▶ _Written request_: Pull out each line in the data below that contains the string "motorcycle", and copy those lines unchanged.

▶ _Dataset extract_:
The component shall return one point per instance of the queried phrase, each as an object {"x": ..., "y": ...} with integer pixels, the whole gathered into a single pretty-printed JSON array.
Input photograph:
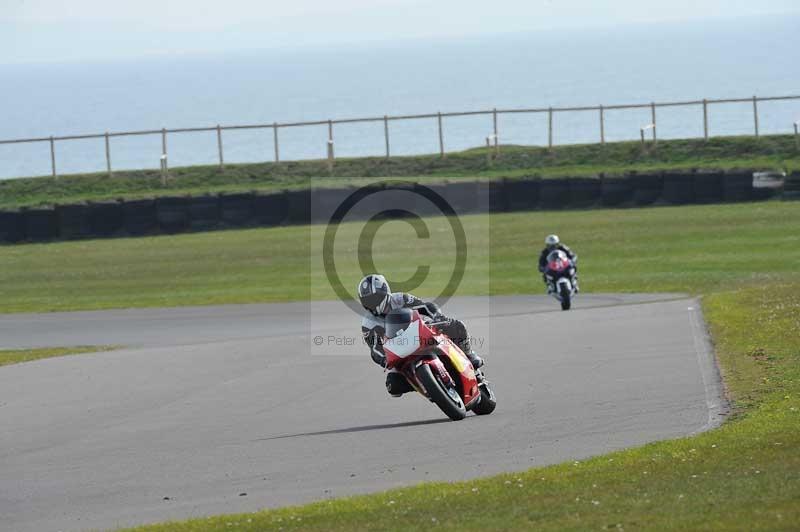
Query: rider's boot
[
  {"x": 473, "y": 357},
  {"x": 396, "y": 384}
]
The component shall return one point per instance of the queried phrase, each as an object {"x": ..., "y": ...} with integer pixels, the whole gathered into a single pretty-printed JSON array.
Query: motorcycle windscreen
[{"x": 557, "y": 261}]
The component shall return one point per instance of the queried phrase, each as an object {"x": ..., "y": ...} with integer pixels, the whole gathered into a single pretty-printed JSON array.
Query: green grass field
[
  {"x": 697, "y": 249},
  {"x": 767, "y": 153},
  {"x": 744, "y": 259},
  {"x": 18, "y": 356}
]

--

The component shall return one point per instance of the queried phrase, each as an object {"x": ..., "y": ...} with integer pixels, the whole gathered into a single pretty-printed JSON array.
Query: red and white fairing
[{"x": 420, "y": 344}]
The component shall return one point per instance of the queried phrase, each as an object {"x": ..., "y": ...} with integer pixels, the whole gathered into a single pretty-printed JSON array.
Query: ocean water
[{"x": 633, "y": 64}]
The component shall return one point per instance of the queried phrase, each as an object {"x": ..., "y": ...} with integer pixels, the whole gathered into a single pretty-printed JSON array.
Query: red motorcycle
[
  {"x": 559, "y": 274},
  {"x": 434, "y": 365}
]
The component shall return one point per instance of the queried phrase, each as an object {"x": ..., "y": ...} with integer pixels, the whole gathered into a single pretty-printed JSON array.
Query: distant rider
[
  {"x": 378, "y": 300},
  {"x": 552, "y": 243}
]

---

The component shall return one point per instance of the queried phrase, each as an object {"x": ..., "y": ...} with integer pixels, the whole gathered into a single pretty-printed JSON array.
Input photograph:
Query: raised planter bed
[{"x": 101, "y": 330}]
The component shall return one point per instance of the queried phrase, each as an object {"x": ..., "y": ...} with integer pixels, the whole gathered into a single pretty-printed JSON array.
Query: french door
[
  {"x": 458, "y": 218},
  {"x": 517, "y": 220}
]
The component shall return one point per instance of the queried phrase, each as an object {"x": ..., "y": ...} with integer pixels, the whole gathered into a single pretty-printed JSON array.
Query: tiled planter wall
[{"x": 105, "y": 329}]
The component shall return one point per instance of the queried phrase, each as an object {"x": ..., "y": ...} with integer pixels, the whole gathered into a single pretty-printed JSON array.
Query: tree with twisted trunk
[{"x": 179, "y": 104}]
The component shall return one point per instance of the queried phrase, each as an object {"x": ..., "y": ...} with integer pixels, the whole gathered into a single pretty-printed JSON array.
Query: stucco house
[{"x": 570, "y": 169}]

▶ _Exercise response_:
Query: motorcycle windscreen
Query: red motorcycle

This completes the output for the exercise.